— What is expected —
Duplicate every line of the listing below, unchanged.
Supplied entries start
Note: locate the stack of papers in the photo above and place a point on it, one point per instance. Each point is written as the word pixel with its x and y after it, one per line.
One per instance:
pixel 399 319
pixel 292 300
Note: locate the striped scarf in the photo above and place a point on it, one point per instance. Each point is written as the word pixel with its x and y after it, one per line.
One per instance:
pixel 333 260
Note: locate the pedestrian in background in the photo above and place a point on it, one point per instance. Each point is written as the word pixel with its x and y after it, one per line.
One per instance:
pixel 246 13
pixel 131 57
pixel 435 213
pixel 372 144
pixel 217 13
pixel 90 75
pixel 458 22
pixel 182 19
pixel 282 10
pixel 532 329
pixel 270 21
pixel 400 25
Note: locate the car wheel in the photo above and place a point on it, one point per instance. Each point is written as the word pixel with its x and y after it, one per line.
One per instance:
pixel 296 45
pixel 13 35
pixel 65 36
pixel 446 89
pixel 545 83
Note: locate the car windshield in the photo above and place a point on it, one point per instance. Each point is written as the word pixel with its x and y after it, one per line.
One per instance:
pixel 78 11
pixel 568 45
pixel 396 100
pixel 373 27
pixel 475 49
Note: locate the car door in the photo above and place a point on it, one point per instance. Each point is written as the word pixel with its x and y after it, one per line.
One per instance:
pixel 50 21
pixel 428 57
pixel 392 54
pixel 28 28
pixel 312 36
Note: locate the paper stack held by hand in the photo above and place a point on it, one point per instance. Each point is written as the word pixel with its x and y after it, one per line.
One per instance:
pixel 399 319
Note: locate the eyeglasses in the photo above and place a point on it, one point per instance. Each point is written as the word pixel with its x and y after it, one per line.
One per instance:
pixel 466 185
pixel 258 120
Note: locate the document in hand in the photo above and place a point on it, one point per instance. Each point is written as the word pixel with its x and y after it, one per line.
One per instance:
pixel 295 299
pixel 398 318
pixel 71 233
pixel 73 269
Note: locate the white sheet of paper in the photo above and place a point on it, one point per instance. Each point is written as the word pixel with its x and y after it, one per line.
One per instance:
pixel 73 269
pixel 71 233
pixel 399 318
Supplied entries end
— Expected answer —
Note: locate the stack of papers in the photo above and place a point on it, one point per instance. Each point is written as the word pixel with its x and y after it, one per line.
One per instance:
pixel 399 319
pixel 292 300
Note: locate the striped scarf in the photo above and place a point on it, one point per instance. Each point is written as the word pixel with its x and y after it, one per line.
One per instance:
pixel 333 260
Note: locate the pedestrian in background in the photo above and place a point on it, one point per instance. Each point is written as the word pixel with its x and y after it, one per line.
One per instance:
pixel 246 13
pixel 131 57
pixel 435 213
pixel 372 144
pixel 217 13
pixel 90 75
pixel 458 22
pixel 182 19
pixel 282 10
pixel 532 329
pixel 270 21
pixel 400 25
Note: locate the car wheel in the photo above and place a point on it, one point per instance. Each point is written as the word pixel with its x and y after it, one per line.
One per instance:
pixel 296 45
pixel 13 35
pixel 65 36
pixel 446 89
pixel 545 83
Note: locate the car windshield in the photo above and place a point on it, one point per instance. Each point is written as the word pixel with its x and y after it, one per line.
One per instance:
pixel 78 11
pixel 568 45
pixel 396 100
pixel 373 27
pixel 475 49
Note: locate the car door in the photo above and place a point on it, one point per instance. Each point is written as the word pixel with its x and y after it, one per line.
One per instance:
pixel 50 21
pixel 428 57
pixel 392 54
pixel 28 28
pixel 312 36
Note: locate the paper stack held by hand in the photo above and place a point on it, one point per instance. Each point is written as the word pixel with its x and y after it, one per line.
One per instance:
pixel 399 319
Note: locate the eyeglasses in the photo above and place a point on it, one point per instance. Each point is written as the word pixel with its x and y after it, one per line.
One per instance:
pixel 466 185
pixel 258 120
Note: locate the document in hand in the photo above and place a point on it, one point per instance. Each point is written as the word pixel with its x and y after it, one per line.
One per instance:
pixel 295 299
pixel 398 318
pixel 71 233
pixel 73 269
Note: locate the white sheet of paper in the photo above and place a point on it, one point per instance. Each point is written as the word pixel with its x and y after it, one per line.
One per instance:
pixel 73 269
pixel 71 233
pixel 399 318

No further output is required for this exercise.